WHAT IS BEING ASKED
Could you extend the commentary about Shaun King and the Bernie Sanders campaign past its last sentence?

GIVEN TEXT
......
These recurring issues with King create a quagmire for the Sanders campaign, which utilizes King as one of its surrogates. Allowing someone as equivocal (and polarizing) as Shaun King to speak on behalf of the most trusted politician in America during a presidential campaign is a terrible decision, and Sanders’s campaign advisors should know better. In fact, Shaun King’s presence in the Sanders campaign speaks to the larger (and already visible) disconnect Bernie has with Black people. Don’t get me wrong, here; Black people love Bernie Sanders-especially the youth. However, there is a tone deafness on race (particularly, regarding Black issues) in the Sanders campaign that they have, thus far, been unable to surmount. The mainstream media sees it, and regularly capitalizes on it.
At this point, Shaun King’s platform does more harm than good for his political allies. I think it’s time for him to say goodbye to the Sanders campaign, and they should thank him for his service. While Shaun’s efforts are admirable, they are also overshadowed by his personal scandals and conflict. That makes him a serious liability to a presidential campaign. The optics of untrustworthiness that Shaun brings (especially with Black folks) yields a residual effect, which spills over to the Sanders campaign. I believe Shaun knows this would be the right thing to do, and If he truly wants to help Bernie win and bring the change we need to America, he should recuse himself, without being asked. Sometimes, even the right message can become toxic when it is coming from the wrong person.
......
DATA TO EXAMINE
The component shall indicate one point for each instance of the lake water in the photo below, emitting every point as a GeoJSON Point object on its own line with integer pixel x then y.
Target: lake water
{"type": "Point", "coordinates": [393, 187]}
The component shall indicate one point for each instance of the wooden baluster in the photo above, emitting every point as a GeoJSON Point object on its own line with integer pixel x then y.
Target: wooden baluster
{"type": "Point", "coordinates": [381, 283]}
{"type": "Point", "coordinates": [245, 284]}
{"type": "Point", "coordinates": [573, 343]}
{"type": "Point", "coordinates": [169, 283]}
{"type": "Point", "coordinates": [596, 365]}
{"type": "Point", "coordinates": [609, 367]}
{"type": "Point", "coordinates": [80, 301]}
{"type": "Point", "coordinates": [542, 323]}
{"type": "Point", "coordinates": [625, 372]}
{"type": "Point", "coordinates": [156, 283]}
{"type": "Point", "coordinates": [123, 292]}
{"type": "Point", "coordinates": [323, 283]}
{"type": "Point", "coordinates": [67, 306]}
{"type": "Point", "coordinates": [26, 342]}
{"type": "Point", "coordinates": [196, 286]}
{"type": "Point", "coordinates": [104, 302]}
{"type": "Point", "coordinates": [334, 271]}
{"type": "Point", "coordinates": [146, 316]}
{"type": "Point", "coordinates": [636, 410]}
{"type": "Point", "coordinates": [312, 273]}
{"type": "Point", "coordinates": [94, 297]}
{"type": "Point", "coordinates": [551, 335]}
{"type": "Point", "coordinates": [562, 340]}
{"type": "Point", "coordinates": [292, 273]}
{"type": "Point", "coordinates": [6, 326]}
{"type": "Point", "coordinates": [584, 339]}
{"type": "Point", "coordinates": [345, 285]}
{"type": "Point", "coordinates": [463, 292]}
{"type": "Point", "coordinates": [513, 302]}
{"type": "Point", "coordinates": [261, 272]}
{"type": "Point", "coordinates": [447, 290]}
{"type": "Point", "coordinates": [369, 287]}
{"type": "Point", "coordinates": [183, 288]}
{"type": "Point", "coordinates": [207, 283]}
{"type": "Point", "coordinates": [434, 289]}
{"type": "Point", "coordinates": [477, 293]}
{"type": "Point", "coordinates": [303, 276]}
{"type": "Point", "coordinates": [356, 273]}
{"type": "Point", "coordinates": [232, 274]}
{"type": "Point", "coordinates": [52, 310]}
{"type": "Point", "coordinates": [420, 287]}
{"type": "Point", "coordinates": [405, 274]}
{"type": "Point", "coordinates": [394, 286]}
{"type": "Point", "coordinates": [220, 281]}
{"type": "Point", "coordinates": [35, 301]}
......
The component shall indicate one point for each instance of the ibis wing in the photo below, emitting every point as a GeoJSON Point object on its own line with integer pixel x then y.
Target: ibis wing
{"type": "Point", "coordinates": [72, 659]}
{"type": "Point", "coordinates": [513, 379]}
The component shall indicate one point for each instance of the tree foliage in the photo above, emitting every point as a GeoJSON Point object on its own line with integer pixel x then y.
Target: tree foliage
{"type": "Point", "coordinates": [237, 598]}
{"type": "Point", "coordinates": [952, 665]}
......
OUTPUT FOR THIS TASK
I have followed Shaun for years, and I appreciate the many good things he has done in the pursuit of justice. He has elevated the fight for racial equality for Black people in many ways during that time. However, his fervor to ‘prove himself’ often yields an opposite effect. The main criticism I hear of Shaun is that he doesn’t listen to the people he is fighting for. Perhaps, our brother can consider that possibility and take a step back from the front line and play a more supportive role directly in the communities most affected by our white supremacist system. There is a very real separation between the activist community and the organizer community — one that often leaves the people on the ground completely left out. Maybe it’s time for a real conversation between them; because, after all the spats, protests and trending topics, we can all agree on one thing — change takes place from the bottom up.
Shaun King has an uncanny knack for pissing people off, especially Black people. It would serve him well to find out why. The jury’s still out on Shaun, but I think he still has a chance to learn from his mistakes. So, the real question is whether he is humble enough to see the error of his ways — or is he too arrogant to grow? Whether he is white or black should not matter, if his intentions are pure. I’m still willing to give him a chance to prove it. Are you?